● **Exercise goal**: All records below are to be repeated exactly, with the pictures left out.

(Information begins)

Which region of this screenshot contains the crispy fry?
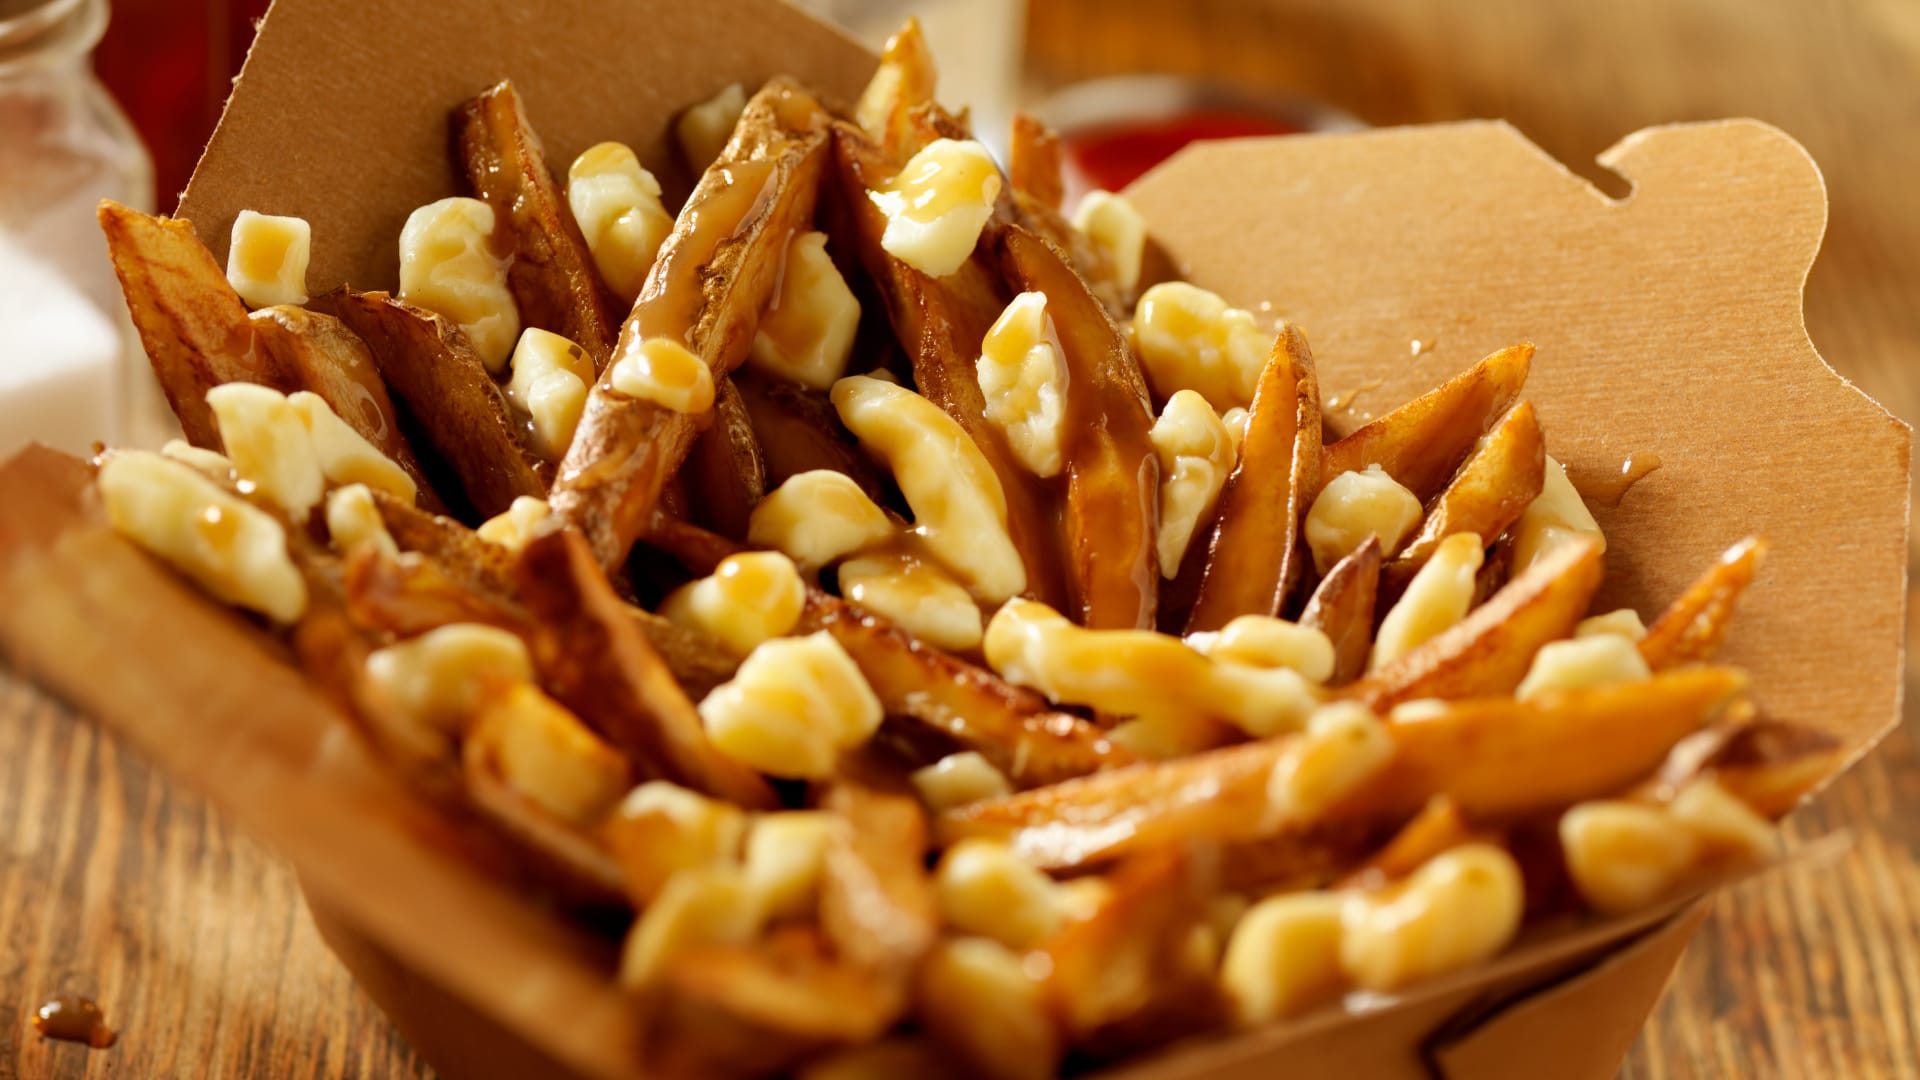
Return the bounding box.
[461,763,629,907]
[818,772,939,984]
[455,80,620,368]
[1337,795,1476,888]
[551,81,830,568]
[1639,536,1770,670]
[249,303,443,511]
[1298,535,1381,686]
[1322,343,1533,501]
[514,529,778,809]
[1000,226,1159,629]
[1008,112,1065,210]
[1346,535,1604,711]
[1185,326,1321,632]
[1041,844,1226,1057]
[685,374,768,539]
[1382,400,1544,595]
[734,368,887,496]
[98,201,290,449]
[941,667,1743,872]
[853,18,939,160]
[344,547,524,637]
[799,596,1134,787]
[327,288,549,518]
[833,123,1069,609]
[1649,716,1841,818]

(Information ends)

● **Response**:
Which region of this screenshot contains the crispy fry?
Return the bounding box.
[461,763,629,907]
[818,772,939,984]
[455,80,620,368]
[1337,795,1476,888]
[551,81,830,568]
[1639,536,1770,670]
[249,303,443,511]
[1298,535,1381,686]
[1322,343,1533,501]
[514,529,778,809]
[1000,226,1159,629]
[1008,112,1065,210]
[1346,535,1604,711]
[1185,326,1321,632]
[1041,844,1226,1057]
[685,374,768,539]
[1382,400,1544,595]
[734,368,887,496]
[98,201,290,449]
[941,667,1743,872]
[853,18,939,160]
[344,547,524,637]
[799,596,1134,787]
[327,288,549,518]
[833,123,1069,609]
[1649,716,1841,818]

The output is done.